-- start Data for this exercise --

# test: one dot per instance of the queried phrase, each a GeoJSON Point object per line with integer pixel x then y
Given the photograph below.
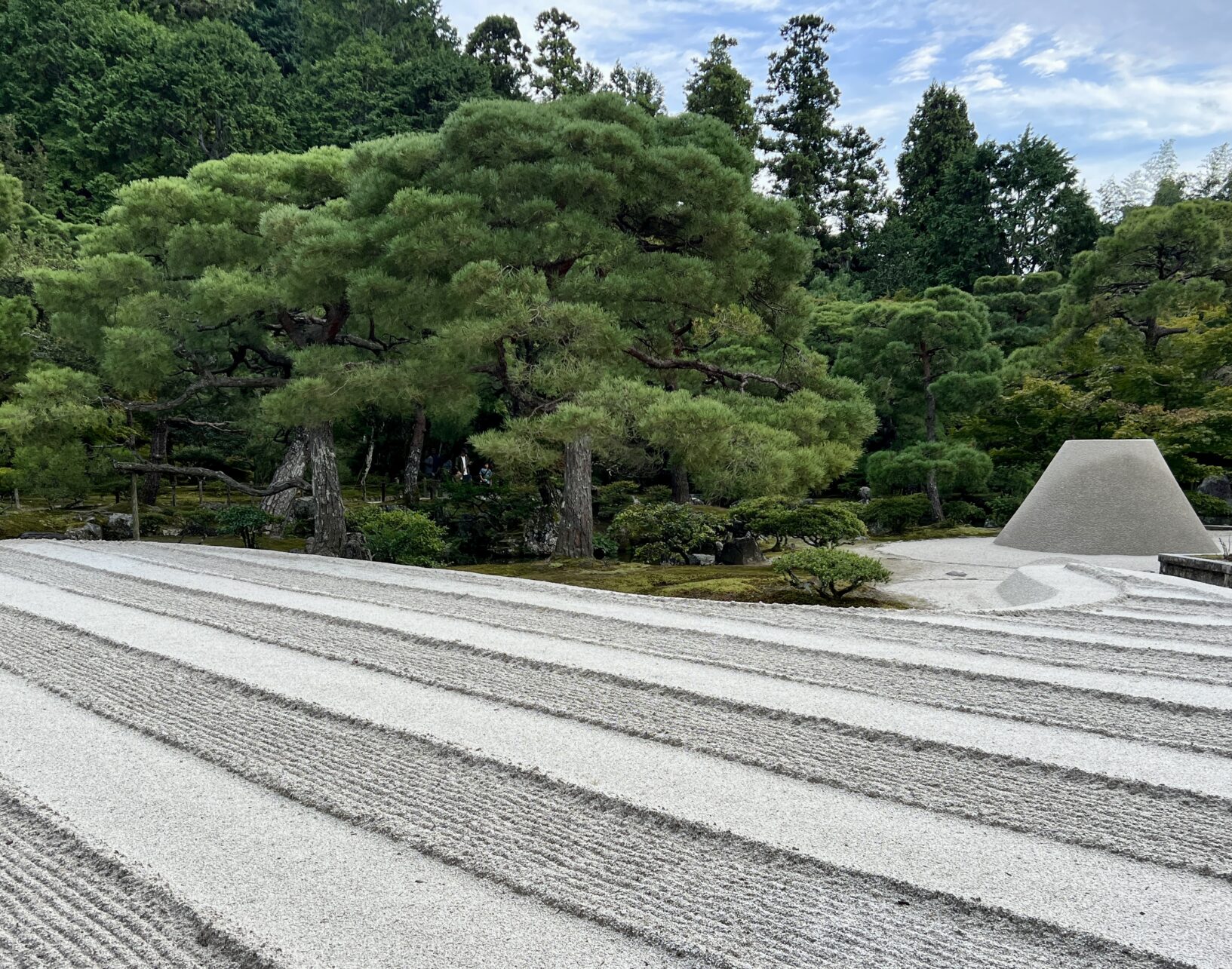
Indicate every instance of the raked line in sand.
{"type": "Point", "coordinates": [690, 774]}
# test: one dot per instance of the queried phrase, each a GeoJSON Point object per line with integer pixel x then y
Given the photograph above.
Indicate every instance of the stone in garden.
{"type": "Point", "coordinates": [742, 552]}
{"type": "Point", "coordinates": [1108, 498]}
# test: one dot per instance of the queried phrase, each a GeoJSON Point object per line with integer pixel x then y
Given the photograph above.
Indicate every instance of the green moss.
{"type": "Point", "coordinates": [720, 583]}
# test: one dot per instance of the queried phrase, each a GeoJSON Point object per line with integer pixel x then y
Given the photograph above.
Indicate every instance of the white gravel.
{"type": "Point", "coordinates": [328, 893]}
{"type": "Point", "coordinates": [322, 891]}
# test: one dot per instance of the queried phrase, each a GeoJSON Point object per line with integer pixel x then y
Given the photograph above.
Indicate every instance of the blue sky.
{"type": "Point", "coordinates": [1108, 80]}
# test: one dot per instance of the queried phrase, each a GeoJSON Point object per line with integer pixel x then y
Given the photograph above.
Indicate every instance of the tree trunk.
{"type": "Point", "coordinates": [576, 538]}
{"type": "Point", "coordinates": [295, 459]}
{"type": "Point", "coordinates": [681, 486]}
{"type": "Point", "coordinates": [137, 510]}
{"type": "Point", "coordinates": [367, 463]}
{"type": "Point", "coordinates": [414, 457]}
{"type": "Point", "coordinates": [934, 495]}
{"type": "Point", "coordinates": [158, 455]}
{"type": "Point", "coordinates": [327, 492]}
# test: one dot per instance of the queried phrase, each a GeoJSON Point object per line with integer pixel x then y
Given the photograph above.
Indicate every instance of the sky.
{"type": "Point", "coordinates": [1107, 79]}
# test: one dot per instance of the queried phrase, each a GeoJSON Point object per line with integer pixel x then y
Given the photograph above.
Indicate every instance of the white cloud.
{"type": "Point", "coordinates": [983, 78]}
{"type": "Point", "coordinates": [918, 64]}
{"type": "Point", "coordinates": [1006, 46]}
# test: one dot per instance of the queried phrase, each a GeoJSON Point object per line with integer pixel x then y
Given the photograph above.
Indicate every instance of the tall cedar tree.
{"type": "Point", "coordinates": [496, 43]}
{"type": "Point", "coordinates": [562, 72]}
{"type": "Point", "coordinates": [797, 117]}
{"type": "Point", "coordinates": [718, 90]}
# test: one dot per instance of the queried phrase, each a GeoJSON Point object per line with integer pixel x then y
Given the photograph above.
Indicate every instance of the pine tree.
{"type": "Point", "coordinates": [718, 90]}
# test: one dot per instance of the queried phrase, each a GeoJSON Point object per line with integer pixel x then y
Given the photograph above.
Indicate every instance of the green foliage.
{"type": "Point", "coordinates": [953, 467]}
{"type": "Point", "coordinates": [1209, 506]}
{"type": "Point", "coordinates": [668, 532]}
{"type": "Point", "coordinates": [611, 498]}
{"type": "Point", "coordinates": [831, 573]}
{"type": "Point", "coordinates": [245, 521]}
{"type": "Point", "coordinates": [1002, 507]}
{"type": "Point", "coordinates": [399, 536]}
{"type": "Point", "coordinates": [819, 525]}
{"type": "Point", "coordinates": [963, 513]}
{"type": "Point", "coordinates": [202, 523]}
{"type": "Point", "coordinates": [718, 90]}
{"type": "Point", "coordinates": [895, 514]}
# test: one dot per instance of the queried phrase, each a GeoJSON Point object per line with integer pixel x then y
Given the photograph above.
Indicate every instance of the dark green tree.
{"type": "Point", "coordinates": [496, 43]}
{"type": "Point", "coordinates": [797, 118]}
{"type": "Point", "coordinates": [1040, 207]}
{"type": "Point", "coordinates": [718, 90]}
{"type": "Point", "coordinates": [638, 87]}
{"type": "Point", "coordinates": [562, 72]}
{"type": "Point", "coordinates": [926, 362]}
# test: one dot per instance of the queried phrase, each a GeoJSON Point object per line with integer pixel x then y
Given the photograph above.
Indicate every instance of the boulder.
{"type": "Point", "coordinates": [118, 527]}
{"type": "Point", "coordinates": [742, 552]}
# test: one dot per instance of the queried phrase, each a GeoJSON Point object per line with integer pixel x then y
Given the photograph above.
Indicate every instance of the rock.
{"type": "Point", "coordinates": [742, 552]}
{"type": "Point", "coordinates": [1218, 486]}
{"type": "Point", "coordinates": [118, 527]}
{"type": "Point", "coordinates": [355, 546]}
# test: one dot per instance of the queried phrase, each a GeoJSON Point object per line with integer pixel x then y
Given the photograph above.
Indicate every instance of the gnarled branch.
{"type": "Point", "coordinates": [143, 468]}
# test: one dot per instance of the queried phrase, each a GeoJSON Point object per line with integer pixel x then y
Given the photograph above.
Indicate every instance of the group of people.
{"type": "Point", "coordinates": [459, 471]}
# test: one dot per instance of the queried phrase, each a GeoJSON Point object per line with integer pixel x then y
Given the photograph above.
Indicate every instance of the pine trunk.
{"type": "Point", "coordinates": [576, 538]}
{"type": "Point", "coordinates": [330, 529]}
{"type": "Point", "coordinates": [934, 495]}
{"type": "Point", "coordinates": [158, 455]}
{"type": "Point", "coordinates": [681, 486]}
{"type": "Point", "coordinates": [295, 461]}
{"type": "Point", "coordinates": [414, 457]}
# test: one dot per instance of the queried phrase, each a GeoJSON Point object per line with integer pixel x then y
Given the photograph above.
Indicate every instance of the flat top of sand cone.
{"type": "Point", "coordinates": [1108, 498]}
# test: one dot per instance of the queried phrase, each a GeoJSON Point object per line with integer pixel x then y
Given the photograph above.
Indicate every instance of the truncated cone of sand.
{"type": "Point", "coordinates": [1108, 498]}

-- end Data for this exercise --

## Exercise instructions
From the data above, write out everything exactly except the pictures.

## Task result
# test: one dot per instance of the queried phrase, each a GeoJSON Point object per line with integer pixel x then y
Given the photograph below.
Indicate every instance of the raked line in sand.
{"type": "Point", "coordinates": [690, 774]}
# test: one dot per instance of the queried phrase, each a GeoJSON Point object per line with integer pixel x then y
Given the photograph above.
Indicate every instance of the stone in garden.
{"type": "Point", "coordinates": [742, 552]}
{"type": "Point", "coordinates": [1108, 498]}
# test: one dot per instance of the queried phrase, each a GeoJSON Point object per line with integer pixel x then y
Given the photograph above.
Indicate every instance of the green moss.
{"type": "Point", "coordinates": [720, 583]}
# test: one dot per instance of the queried phrase, each a GeoJSON Point object per line with integer pixel x then y
Given the photograph above.
Indicate every instance of the white gravel.
{"type": "Point", "coordinates": [328, 893]}
{"type": "Point", "coordinates": [322, 891]}
# test: one dot per instance of the queried phrase, each a GeoJSON Point object per line with integer pixel x then y
Given the photograph above.
Indicate every instance of the blue sky.
{"type": "Point", "coordinates": [1108, 80]}
# test: one dot per instance of the queried phrase, each a GeoJSON Point object per line with integer pixel x then y
Given the photograph above.
Indicate every instance of the tree trunk.
{"type": "Point", "coordinates": [576, 538]}
{"type": "Point", "coordinates": [295, 459]}
{"type": "Point", "coordinates": [681, 486]}
{"type": "Point", "coordinates": [137, 510]}
{"type": "Point", "coordinates": [367, 463]}
{"type": "Point", "coordinates": [414, 457]}
{"type": "Point", "coordinates": [934, 495]}
{"type": "Point", "coordinates": [158, 455]}
{"type": "Point", "coordinates": [327, 492]}
# test: one dot per instance of the queried phrase, each a GeoJSON Point object per line with integer pixel x then y
Given the photograph above.
Indicate every instance of the sky.
{"type": "Point", "coordinates": [1107, 79]}
# test: one dot per instance of the queried phrase, each a GeoJSON Point object per line with integer pixel x then y
Given the photograph above.
Indicate every instance of the white cloud.
{"type": "Point", "coordinates": [983, 78]}
{"type": "Point", "coordinates": [918, 64]}
{"type": "Point", "coordinates": [1006, 46]}
# test: one dot per instance of the queried phrase, each a GeoJSON Point object per line with integer pixel x then y
Given the photograph above.
Indicate every instance of the tall cedar tree.
{"type": "Point", "coordinates": [496, 43]}
{"type": "Point", "coordinates": [562, 72]}
{"type": "Point", "coordinates": [797, 117]}
{"type": "Point", "coordinates": [718, 90]}
# test: one dot per instance of the queried phrase, each a GeoJSON Point object per line with integer pixel x then y
Given the photograph above.
Indicate every instance of the pine tree.
{"type": "Point", "coordinates": [718, 90]}
# test: one dot per instance of the queried phrase, each a GeoJSON Point object per line with integer pixel x then y
Given the photograph above.
Indicate every instance of the green foliage.
{"type": "Point", "coordinates": [953, 467]}
{"type": "Point", "coordinates": [1209, 506]}
{"type": "Point", "coordinates": [668, 532]}
{"type": "Point", "coordinates": [611, 498]}
{"type": "Point", "coordinates": [831, 573]}
{"type": "Point", "coordinates": [245, 521]}
{"type": "Point", "coordinates": [1002, 507]}
{"type": "Point", "coordinates": [399, 536]}
{"type": "Point", "coordinates": [819, 525]}
{"type": "Point", "coordinates": [963, 513]}
{"type": "Point", "coordinates": [202, 523]}
{"type": "Point", "coordinates": [718, 90]}
{"type": "Point", "coordinates": [895, 514]}
# test: one dot per instance of the queried phrase, each a GeoJSON Point object per line with integer pixel x then y
Given the photograph above.
Indicate every instance of the dark green tree.
{"type": "Point", "coordinates": [496, 43]}
{"type": "Point", "coordinates": [797, 118]}
{"type": "Point", "coordinates": [1040, 207]}
{"type": "Point", "coordinates": [718, 90]}
{"type": "Point", "coordinates": [638, 87]}
{"type": "Point", "coordinates": [562, 72]}
{"type": "Point", "coordinates": [926, 362]}
# test: one dot per instance of the queried phrase, each a GeoJSON Point object per line with integer pixel x then y
Given the photograph above.
Indicate every instance of the boulder.
{"type": "Point", "coordinates": [118, 527]}
{"type": "Point", "coordinates": [742, 552]}
# test: one dot per instance of the queried phrase, each a GeoJSON Point object per line with integer pixel x then y
Given the photograph above.
Indicate every instance of the rock.
{"type": "Point", "coordinates": [742, 552]}
{"type": "Point", "coordinates": [1218, 486]}
{"type": "Point", "coordinates": [118, 527]}
{"type": "Point", "coordinates": [355, 546]}
# test: one dot per instance of the queried phrase, each a GeoJSON Point object per line with integer pixel x then y
Given the photograph above.
Indicate every instance of the gnarled branch.
{"type": "Point", "coordinates": [143, 468]}
# test: one dot per instance of the queried phrase, each a GeoJSON Point object per line with integer pixel x then y
Given the photograph above.
Indicate every instance of the group of people.
{"type": "Point", "coordinates": [459, 471]}
# test: one dot per instance of the queried phrase, each a GeoJSON Point object per line with integer pixel x then y
Given the photograph above.
Indicate every instance of the pine trunk.
{"type": "Point", "coordinates": [576, 538]}
{"type": "Point", "coordinates": [330, 529]}
{"type": "Point", "coordinates": [934, 495]}
{"type": "Point", "coordinates": [158, 455]}
{"type": "Point", "coordinates": [681, 486]}
{"type": "Point", "coordinates": [295, 461]}
{"type": "Point", "coordinates": [414, 457]}
# test: one dot per instance of the queried phrase, each a GeoJSON Point object per line with integer pixel x then y
Given the photograph above.
Indicate every instance of the flat top of sand cone.
{"type": "Point", "coordinates": [1108, 498]}
# test: one dot per instance of the queried phrase, each a GeoJSON Point object per line with integer pixel x then y
Given the photograph above.
Indicate every instance of the truncated cone of sand.
{"type": "Point", "coordinates": [1108, 498]}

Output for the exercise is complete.